Page text -
·····
Suffield High School is located in West Suffield, Connecticut, a town in Hartford County that abuts the Massachusetts border.

==History==
The first Suffield High School building was constructed in 1939. It saw its first graduating class in 1940. A wing was added in 1956 to accommodate student growth and additional construction was done in 1961. That building is now known as McAlister Intermediate School.

The school's second building was constructed in 1965 and served through 2002, which is currently in use as Suffield Middle School. The third, and current, building, opened in fall 2002, and is located at 1060 Sheldon Street, West Suffield, Connecticut.

==Extracurricular activities==

===Athletics===
Suffield High School participates in the North Central Connecticut Conference, and supports many varsity sports. Boys’ athletics include baseball, basketball, cross country, football (shared with Windsor Locks and East Granby), golf, ice hockey (shared with Windsor Locks and Granby), indoor track, lacrosse (shared with Windsor Locks), outdoor track, soccer, swimming (shared with Ellington), tennis and wrestling. Girl’s athletics include basketball, cross country, field hockey, golf, indoor track, lacrosse, outdoor track, soccer, softball, swimming, tennis and volleyball.
·····
The exercise - Continue the Suffield High School article from the end of its athletics section. None of the records are needed here.

Recorded information -
·····
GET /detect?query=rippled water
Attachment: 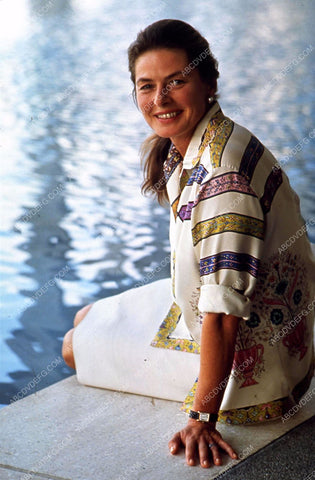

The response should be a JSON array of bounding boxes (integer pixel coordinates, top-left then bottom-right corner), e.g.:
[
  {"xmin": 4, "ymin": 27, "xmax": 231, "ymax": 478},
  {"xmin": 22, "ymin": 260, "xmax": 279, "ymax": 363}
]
[{"xmin": 0, "ymin": 0, "xmax": 315, "ymax": 404}]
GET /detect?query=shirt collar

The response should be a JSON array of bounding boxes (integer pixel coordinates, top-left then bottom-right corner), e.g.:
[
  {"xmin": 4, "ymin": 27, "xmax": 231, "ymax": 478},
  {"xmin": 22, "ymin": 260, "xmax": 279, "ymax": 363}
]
[{"xmin": 183, "ymin": 102, "xmax": 221, "ymax": 169}]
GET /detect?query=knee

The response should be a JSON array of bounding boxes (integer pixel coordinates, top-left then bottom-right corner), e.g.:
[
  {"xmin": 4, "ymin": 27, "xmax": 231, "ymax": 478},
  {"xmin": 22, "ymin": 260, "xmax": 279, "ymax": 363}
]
·····
Answer to the task -
===Agriculture program===
Suffield High School has one of the largest agricultural education departments in the region. Enrollment for this program is competitive. This program, which acts as a regional magnet school, services students from surrounding towns such as Windsor Locks, Enfield, Canton, and several other towns in Hartford County. Enrolled students attend required curricular courses as well agricultural education courses over their four year high school career.